§ **RECORDS SHOWN**

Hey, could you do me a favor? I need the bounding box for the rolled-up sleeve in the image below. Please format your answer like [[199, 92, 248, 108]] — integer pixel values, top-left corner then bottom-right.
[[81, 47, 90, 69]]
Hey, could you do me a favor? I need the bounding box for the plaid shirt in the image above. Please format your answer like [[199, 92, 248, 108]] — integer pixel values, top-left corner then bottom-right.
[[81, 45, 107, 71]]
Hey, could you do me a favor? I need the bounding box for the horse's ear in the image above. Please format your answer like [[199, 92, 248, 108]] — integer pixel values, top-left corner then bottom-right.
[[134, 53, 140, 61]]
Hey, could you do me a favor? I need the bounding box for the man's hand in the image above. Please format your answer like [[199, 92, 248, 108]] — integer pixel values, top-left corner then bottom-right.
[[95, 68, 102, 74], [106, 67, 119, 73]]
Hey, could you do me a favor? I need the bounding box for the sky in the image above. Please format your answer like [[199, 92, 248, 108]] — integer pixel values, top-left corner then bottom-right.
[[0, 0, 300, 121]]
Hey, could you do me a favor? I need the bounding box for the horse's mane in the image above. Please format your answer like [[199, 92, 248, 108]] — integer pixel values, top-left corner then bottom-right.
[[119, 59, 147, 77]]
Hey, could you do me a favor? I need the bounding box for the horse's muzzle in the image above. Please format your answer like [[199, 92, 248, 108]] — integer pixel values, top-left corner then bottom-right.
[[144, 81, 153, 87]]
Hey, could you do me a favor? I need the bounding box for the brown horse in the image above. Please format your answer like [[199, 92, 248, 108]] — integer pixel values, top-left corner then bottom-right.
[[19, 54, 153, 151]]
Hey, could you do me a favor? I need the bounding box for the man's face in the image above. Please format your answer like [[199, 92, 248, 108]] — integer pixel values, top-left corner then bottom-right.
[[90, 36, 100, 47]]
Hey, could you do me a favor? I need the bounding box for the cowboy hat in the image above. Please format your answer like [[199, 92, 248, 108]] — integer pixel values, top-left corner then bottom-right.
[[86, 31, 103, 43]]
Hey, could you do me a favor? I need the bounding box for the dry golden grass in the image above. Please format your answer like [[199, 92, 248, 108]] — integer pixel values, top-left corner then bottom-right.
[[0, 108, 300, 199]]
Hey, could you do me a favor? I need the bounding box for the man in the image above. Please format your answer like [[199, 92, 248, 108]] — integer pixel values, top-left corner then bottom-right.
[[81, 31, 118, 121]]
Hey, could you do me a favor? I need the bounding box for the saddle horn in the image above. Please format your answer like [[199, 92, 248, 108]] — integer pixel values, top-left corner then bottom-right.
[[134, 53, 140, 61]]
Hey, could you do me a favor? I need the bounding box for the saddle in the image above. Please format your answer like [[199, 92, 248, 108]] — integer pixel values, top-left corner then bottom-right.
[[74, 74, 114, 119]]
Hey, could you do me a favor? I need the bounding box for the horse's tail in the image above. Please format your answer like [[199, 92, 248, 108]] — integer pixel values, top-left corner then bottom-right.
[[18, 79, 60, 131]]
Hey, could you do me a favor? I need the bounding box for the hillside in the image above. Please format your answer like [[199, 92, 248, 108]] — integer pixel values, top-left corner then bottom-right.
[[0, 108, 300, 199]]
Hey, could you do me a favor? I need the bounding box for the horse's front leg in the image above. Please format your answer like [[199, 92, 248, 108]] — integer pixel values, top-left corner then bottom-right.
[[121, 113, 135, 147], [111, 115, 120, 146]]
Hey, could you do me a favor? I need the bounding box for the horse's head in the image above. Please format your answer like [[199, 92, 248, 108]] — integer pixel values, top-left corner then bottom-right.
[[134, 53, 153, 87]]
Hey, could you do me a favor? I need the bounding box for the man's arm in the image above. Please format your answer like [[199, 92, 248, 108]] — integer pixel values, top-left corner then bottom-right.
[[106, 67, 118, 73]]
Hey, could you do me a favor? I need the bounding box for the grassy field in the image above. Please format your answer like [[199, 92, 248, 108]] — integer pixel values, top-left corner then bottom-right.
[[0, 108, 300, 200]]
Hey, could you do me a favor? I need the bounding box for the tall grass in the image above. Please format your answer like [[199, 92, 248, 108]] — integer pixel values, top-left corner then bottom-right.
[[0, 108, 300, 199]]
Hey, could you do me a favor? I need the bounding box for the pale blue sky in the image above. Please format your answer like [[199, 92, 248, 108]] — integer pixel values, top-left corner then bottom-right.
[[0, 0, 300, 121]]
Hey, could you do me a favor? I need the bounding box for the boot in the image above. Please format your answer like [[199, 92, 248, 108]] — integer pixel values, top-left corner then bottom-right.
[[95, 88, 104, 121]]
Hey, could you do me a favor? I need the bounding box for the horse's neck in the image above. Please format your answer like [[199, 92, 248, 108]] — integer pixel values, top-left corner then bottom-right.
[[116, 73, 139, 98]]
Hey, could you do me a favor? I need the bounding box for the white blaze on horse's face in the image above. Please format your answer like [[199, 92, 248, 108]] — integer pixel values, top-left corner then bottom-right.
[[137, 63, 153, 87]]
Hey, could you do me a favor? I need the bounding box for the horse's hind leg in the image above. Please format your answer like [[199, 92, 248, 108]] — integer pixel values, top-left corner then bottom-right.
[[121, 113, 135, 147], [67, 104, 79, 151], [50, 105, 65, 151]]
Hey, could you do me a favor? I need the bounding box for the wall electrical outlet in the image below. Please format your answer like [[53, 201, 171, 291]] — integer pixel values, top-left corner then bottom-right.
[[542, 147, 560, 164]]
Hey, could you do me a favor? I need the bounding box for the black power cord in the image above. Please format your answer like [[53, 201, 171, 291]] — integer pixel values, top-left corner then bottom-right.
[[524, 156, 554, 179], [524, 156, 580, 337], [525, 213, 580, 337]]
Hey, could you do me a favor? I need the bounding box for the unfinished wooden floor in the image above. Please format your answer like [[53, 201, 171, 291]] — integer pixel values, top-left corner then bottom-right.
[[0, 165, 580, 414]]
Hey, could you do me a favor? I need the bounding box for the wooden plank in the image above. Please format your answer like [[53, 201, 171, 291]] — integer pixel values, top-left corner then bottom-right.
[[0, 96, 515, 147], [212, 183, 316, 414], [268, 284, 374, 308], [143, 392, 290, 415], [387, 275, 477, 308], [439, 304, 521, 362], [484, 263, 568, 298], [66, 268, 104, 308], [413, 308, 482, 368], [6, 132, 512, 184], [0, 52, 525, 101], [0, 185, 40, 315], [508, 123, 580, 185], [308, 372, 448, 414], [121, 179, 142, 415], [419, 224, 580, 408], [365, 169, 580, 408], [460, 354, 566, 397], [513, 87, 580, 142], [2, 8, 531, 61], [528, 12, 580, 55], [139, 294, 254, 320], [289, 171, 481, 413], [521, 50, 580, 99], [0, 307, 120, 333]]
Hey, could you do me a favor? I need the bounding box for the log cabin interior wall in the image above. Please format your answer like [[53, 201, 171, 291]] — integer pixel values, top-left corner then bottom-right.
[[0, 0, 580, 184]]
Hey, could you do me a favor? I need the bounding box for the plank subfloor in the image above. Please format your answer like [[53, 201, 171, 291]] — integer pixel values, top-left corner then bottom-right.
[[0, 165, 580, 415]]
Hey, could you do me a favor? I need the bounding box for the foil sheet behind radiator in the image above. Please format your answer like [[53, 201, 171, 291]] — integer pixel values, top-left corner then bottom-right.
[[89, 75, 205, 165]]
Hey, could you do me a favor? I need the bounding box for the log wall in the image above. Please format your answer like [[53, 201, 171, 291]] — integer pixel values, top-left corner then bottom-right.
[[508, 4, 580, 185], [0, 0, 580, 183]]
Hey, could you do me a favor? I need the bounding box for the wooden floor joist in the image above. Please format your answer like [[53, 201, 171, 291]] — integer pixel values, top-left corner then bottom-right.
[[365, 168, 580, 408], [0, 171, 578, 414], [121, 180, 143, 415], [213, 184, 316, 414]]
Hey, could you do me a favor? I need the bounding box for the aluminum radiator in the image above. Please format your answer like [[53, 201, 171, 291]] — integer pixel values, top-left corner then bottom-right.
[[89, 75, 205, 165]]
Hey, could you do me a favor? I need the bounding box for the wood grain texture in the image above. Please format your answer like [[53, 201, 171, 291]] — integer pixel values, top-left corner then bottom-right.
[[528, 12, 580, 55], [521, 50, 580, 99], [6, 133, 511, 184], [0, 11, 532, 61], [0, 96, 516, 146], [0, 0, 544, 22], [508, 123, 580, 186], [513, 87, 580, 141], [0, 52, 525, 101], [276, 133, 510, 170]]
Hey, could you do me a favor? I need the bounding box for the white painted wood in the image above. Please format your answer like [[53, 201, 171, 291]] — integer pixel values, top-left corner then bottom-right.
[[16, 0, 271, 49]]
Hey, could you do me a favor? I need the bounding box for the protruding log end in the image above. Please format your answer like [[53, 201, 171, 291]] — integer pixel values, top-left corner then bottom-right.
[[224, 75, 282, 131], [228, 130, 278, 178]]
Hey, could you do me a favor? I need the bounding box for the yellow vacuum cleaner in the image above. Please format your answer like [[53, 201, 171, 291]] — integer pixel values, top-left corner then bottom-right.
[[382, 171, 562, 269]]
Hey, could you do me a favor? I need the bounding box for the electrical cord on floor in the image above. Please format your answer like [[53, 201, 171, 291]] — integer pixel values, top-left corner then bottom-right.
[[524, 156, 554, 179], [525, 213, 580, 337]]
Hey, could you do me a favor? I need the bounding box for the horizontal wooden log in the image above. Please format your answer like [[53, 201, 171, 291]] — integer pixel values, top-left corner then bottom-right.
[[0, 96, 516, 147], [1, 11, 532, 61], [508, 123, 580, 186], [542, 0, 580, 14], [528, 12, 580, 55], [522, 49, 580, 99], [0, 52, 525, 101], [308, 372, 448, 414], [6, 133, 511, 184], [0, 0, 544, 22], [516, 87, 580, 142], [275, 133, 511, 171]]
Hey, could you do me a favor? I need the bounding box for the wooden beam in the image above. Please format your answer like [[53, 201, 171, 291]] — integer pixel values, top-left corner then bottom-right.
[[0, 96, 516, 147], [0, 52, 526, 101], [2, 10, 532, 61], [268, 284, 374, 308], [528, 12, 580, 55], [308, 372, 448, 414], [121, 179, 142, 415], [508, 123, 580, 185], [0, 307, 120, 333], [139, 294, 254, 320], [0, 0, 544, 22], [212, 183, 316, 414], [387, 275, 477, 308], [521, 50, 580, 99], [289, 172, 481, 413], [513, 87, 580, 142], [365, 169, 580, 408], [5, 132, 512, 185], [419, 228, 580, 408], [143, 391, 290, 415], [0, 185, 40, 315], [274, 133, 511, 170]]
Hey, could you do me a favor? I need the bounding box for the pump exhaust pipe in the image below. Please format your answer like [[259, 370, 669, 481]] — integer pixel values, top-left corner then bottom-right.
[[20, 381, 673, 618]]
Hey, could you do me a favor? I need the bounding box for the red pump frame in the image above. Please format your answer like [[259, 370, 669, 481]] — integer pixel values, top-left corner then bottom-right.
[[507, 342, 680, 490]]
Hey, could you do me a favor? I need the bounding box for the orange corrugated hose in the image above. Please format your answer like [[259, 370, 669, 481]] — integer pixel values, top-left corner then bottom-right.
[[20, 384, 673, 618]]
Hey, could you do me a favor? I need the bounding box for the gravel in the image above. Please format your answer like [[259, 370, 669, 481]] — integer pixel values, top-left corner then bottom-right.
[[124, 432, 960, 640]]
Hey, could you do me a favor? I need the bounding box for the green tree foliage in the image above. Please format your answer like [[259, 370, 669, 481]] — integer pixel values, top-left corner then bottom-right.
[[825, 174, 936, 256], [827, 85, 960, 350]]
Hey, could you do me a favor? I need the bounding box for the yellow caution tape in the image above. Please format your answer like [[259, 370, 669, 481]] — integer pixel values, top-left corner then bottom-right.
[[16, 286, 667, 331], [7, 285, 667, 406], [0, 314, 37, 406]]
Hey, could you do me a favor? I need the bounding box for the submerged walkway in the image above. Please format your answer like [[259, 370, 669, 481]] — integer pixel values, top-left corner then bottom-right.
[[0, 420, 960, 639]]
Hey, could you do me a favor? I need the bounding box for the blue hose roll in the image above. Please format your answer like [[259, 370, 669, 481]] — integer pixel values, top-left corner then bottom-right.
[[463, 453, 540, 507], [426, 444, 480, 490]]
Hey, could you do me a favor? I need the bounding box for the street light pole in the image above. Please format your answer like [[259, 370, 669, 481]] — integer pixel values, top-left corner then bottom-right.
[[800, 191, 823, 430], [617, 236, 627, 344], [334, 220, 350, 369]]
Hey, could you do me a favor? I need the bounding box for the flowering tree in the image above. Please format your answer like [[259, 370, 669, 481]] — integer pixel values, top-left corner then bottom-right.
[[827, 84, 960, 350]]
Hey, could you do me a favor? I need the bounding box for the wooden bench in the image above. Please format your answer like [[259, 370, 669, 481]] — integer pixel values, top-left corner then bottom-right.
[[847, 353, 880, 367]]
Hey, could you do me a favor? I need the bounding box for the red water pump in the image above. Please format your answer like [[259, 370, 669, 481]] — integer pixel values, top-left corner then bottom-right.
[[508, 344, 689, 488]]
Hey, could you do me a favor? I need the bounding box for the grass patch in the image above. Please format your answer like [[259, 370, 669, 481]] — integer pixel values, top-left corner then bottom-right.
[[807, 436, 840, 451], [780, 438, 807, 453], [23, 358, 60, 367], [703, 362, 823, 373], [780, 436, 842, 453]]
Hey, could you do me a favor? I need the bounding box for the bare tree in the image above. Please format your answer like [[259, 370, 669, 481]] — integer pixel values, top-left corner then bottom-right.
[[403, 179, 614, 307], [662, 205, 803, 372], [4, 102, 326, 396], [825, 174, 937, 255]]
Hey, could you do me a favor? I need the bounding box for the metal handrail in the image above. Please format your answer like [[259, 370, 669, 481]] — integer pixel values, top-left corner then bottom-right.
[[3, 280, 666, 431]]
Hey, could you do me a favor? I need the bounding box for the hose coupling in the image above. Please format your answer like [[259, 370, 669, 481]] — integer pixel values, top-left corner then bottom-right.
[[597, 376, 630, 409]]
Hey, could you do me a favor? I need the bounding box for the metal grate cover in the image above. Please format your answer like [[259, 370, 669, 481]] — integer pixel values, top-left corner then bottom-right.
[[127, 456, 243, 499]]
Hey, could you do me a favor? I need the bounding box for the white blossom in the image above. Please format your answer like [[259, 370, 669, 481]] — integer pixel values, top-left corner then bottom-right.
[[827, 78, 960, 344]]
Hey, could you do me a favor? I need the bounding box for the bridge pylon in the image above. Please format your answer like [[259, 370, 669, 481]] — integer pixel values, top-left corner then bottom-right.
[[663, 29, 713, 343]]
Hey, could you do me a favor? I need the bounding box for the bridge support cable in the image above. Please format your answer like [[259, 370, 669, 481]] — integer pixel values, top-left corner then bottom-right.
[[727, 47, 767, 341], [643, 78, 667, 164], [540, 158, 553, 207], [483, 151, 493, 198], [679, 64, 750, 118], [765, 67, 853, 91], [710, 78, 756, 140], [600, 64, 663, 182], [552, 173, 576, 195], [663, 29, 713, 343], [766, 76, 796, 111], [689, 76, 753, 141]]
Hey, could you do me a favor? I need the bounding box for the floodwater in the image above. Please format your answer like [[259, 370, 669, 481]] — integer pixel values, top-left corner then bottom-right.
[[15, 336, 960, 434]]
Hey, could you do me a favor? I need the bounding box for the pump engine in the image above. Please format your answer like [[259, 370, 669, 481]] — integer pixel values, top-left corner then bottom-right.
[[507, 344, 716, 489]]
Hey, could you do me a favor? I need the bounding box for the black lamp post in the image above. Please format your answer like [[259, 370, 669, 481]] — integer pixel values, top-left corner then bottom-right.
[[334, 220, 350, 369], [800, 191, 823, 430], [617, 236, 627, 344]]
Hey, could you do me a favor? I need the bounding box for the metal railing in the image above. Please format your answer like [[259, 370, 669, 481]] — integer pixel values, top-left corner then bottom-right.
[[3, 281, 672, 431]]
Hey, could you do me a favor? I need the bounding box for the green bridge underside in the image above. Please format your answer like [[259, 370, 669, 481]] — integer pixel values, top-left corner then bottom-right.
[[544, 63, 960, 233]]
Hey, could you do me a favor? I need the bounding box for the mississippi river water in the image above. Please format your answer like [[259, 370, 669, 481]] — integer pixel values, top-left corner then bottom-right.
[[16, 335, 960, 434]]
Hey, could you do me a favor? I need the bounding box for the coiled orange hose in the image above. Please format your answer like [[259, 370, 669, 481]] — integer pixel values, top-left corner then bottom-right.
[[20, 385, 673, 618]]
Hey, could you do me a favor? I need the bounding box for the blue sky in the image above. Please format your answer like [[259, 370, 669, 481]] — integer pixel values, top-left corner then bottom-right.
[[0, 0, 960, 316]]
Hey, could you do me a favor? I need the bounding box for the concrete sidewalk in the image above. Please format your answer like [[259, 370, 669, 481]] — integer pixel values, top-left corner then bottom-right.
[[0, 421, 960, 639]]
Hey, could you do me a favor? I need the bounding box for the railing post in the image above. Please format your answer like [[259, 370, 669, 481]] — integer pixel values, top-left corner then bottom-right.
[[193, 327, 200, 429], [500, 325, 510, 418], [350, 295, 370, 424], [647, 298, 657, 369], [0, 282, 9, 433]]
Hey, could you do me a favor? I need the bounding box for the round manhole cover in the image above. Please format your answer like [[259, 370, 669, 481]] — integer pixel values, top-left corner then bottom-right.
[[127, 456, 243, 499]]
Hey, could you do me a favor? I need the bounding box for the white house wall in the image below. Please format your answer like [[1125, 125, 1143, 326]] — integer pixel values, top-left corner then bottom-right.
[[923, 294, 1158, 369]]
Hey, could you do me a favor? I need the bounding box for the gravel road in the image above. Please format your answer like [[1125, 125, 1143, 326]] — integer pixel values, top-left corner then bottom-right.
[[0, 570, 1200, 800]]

§ **TASK BRIEF**
Retype the lines from the one containing "the black lamp" through the one containing "236, 627, 344]]", both included, without any changes.

§ **OUTPUT FOR THIS TASK**
Hey, could you do me a favor? I need the bounding box for the black lamp post in the image above. Please format your answer like [[259, 370, 669, 481]] — integer pixel values, top-left corner then bottom-right.
[[334, 220, 350, 369], [800, 191, 823, 430], [617, 236, 627, 344]]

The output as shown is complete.